_Enunciado da tarefa_
Escreva a continuação da reportagem sobre a nova cracolândia em Niterói, começando logo após a última frase apresentada.

_Texto do documento_
· · ·
Polícia
As vítimas do tráfico nas ruas de Niterói
O olhar atento e desconfiado de um menino que aparenta ter 10 anos, agachado em um canto da Rua Joaquim Távora, em Icaraí, na Zona Sul de Niterói — sempre observando a movimentação de pedestres e veículos que passam pela via, de forma assustada e desconfiada, nos segundos em que prepara pequenas pedras de crack, dentro de um copo plástico, para consumo próprio - revela a face de um novo surgimento de cracolândia em plena luz do dia em um bairro nobre da cidade.
No local, estima-se que cerca de dez pessoas - entre homens, mulheres, crianças e adolescentes - tenham feito da via moradia. A situação, que tem tirado a paz de moradores, acabou se tornando recorrente também em outro ponto do município, como é o caso da Rua São Lourenço, na Região Central.
· · ·
_Dados armazenados_
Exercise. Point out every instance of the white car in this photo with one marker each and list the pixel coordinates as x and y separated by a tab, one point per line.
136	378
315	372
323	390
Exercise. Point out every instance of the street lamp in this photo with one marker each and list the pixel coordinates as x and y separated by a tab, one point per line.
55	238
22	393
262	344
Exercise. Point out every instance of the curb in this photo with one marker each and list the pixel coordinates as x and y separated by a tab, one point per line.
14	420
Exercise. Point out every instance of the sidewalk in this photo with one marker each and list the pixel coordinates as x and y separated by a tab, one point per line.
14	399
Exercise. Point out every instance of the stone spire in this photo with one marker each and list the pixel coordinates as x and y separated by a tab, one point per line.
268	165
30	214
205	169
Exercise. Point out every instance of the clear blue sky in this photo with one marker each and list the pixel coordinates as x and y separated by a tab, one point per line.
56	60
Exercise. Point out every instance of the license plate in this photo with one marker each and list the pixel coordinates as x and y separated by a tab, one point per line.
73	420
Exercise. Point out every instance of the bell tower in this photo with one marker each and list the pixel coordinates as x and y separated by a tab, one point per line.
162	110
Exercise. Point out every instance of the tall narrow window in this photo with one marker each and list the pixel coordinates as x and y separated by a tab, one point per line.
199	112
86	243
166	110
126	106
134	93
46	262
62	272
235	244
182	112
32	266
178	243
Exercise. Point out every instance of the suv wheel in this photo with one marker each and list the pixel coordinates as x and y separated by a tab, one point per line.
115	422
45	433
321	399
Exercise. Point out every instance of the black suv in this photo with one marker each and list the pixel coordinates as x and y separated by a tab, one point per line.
· · ·
_Resposta esperada_
Neste segundo espaço, dezenas de famílias - formadas por pessoas de todas as idades, se apropriam de um terreno baldio e fazem uso de entorpecentes dia e noite, segundo relatos de moradores da região.
De acordo com a Secretaria Municipal de Assistência Social e Direitos Humanos (SASDH), equipes de educadores sociais realizam, em média, 500 abordagens mensais a pessoas em situação de rua, em todas as regiões de Niterói, onde buscam sensibilizar essas pessoas para irem para o Centro Especializado para População em Situação de Rua (Centro Pop).
Em média, 230 pessoas são encaminhadas, mensalmente, ao local. No entanto, não são, evidentemente, números fixos, já que essas pessoas têm a liberdade de ficar ou não em abrigos, podendo inclusive regressar aos pontos de onde saíram.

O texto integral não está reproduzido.